- _GIVEN REQUEST_
Output the entries verbatim, including every line.
+++
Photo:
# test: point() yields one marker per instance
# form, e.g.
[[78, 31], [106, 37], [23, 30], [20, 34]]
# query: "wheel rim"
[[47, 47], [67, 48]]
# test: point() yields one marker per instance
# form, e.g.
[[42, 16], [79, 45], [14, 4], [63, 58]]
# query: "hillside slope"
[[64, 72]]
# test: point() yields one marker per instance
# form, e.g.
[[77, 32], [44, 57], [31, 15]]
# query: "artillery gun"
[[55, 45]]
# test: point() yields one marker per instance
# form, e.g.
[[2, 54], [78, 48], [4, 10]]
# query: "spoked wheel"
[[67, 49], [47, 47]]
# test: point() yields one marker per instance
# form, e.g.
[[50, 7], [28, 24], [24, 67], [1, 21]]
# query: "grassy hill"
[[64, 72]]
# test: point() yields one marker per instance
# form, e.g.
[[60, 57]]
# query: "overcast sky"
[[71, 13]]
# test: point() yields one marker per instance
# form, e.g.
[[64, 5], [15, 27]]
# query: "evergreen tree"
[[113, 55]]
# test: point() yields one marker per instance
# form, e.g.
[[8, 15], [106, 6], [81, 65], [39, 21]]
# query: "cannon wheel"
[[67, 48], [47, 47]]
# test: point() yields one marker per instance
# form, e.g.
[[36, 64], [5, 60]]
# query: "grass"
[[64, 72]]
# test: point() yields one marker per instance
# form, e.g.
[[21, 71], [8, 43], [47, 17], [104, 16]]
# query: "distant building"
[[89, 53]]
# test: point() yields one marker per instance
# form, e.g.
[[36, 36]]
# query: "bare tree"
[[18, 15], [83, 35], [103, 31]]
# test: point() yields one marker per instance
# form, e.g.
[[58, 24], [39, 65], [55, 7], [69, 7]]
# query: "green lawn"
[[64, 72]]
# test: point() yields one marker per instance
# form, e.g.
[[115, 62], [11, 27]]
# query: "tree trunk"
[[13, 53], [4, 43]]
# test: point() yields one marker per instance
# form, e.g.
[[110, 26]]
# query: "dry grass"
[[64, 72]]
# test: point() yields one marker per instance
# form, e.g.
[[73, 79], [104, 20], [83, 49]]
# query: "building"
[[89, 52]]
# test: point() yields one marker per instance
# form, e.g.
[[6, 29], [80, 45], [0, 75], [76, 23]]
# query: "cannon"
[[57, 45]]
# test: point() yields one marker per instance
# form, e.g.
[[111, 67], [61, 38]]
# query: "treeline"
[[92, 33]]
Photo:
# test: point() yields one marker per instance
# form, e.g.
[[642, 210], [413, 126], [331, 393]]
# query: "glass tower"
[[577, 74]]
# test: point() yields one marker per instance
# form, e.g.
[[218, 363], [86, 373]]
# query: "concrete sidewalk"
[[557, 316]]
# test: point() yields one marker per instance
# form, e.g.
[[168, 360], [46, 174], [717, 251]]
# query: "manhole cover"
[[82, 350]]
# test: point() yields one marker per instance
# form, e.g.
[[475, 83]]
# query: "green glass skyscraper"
+++
- _CORRECT OUTPUT_
Photo:
# test: point() yields one marker per instance
# form, e.g.
[[78, 31], [106, 37], [23, 30], [20, 34]]
# query: "wheel rim"
[[47, 47], [67, 48]]
# test: point() yields one marker per instance
# form, e.g.
[[42, 16], [79, 45], [14, 4], [63, 58]]
# query: "hillside slope"
[[64, 72]]
# test: point() yields one marker per instance
# form, e.g.
[[77, 32], [44, 57], [31, 15]]
# query: "artillery gun"
[[55, 45]]
# test: point() yields one marker per instance
# form, e.g.
[[2, 54], [78, 48], [4, 10]]
# query: "spoked wheel"
[[67, 49], [47, 47]]
# test: point() yields one marker per instance
# form, e.g.
[[50, 7], [28, 24], [24, 67], [1, 21]]
# query: "grassy hill"
[[64, 72]]
# test: point() yields one marker per instance
# form, e.g.
[[60, 57]]
# query: "overcast sky"
[[71, 13]]
# test: point() yields one marker per instance
# form, e.g.
[[64, 5], [15, 27]]
# query: "evergreen tree"
[[113, 55]]
# test: point() yields one marker per instance
# form, e.g.
[[8, 15], [106, 6], [81, 65], [39, 21]]
# query: "cannon wheel"
[[67, 48], [47, 47]]
# test: point() yields one marker per instance
# form, e.g.
[[36, 64], [5, 60]]
# query: "grass"
[[64, 72]]
# test: point() yields one marker per instance
# form, e.g.
[[21, 71], [8, 43], [47, 17], [104, 16]]
# query: "distant building"
[[89, 53]]
# test: point() yields one marker per instance
# form, e.g.
[[36, 36]]
# query: "bare tree"
[[18, 15], [83, 35], [103, 31]]
# test: point() yields one marker per instance
# form, e.g.
[[58, 24], [39, 65], [55, 7], [69, 7]]
# query: "green lawn"
[[64, 72]]
# test: point() yields one marker per instance
# form, e.g.
[[115, 62], [11, 27]]
# query: "tree trunk"
[[13, 53], [4, 43]]
# test: point() yields one marker per instance
# form, e.g.
[[110, 26]]
# query: "dry grass"
[[64, 72]]
# test: point() yields one marker per instance
# form, e.g.
[[73, 79], [104, 20], [83, 49]]
# query: "building"
[[89, 52]]
# test: point() yields one marker per instance
# form, e.g.
[[6, 29], [80, 45], [0, 75], [76, 23]]
# query: "cannon"
[[57, 45]]
# test: point() yields one marker per instance
# form, e.g.
[[111, 67], [61, 38]]
# query: "treeline"
[[92, 33]]
Photo:
# test: point() yields one marker per instance
# form, e.g.
[[642, 210], [413, 126], [331, 393]]
# query: "glass tower"
[[577, 74]]
# test: point() yields one marker per instance
# form, e.g.
[[218, 363], [86, 373]]
# query: "concrete sidewalk"
[[557, 316]]
# test: point() yields one marker per instance
# form, e.g.
[[168, 360], [46, 174], [717, 251]]
# query: "manhole cover"
[[82, 350]]
# test: point() yields one marker per instance
# form, e.g.
[[475, 83]]
# query: "green glass skyscraper"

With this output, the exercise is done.